(Pointing dataset records)
* START *

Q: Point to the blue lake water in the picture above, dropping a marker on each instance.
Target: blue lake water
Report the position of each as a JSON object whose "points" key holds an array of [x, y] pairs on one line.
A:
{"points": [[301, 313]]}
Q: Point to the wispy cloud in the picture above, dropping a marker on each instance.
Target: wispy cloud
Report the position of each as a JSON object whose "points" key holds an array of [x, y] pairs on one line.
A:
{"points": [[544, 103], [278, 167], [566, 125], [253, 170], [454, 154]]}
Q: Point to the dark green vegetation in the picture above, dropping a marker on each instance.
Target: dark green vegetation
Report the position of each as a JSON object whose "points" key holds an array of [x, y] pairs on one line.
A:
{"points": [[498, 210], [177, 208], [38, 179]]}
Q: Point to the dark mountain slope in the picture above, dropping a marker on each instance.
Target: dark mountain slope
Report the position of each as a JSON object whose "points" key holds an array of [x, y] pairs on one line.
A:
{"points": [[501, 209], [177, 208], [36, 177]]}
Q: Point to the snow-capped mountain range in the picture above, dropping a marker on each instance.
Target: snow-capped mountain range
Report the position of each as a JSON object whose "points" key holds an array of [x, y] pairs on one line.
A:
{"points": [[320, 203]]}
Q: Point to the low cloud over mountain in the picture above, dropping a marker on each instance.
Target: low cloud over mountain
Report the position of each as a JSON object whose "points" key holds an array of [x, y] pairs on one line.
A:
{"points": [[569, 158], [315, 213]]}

* END *

#### [Directions for this task]
Please write out the listing above again, substituting "placing a pin" for each occurrence of "dropping a marker" and leaving everything else unchanged.

#### [Task answer]
Q: Point to the blue lake water in the picture above, placing a pin on each instance.
Target: blue lake water
Report the position of each as a JSON object whose "points" key holds an array of [x, y] pairs on one line.
A:
{"points": [[301, 313]]}
Q: Point to the wispy cloud in the picture above, placing a pin on each instance.
Target: wispy cloud
Report the position of each as a JSON object whose "points" key holds an array of [x, y] pairs on one line.
A:
{"points": [[544, 103], [278, 167], [566, 125], [253, 170], [454, 154]]}
Q: Point to the dark green vegetation in the picture above, placing a pin on each instance.
Target: dark green vegetation
Report the position of each as a JSON object whose "points" key holds an array of [x, y] pairs on one line.
A:
{"points": [[498, 210], [177, 208], [38, 179]]}
Q: Point to the dark mountain slope in the picture above, placing a pin on each instance.
Target: dark mountain slope
Report the position of each as a JSON object whose "points" key holds an array of [x, y] pairs on one line.
A:
{"points": [[501, 209], [177, 208], [36, 177]]}
Q: Point to the snow-capped mountain range in the picture above, placing a pin on each instance.
Target: snow-capped mountain range
Report the position of each as a JSON object whose "points" key holds an array of [x, y] pairs on one line.
A:
{"points": [[320, 203]]}
Q: Point to the low cloud over mountain in the picture above, placing a pin on each instance.
Target: low cloud over mountain
Report the position of each as a JSON object whose "points" key holds an array of [x, y] pairs on one line.
A:
{"points": [[569, 158], [315, 213]]}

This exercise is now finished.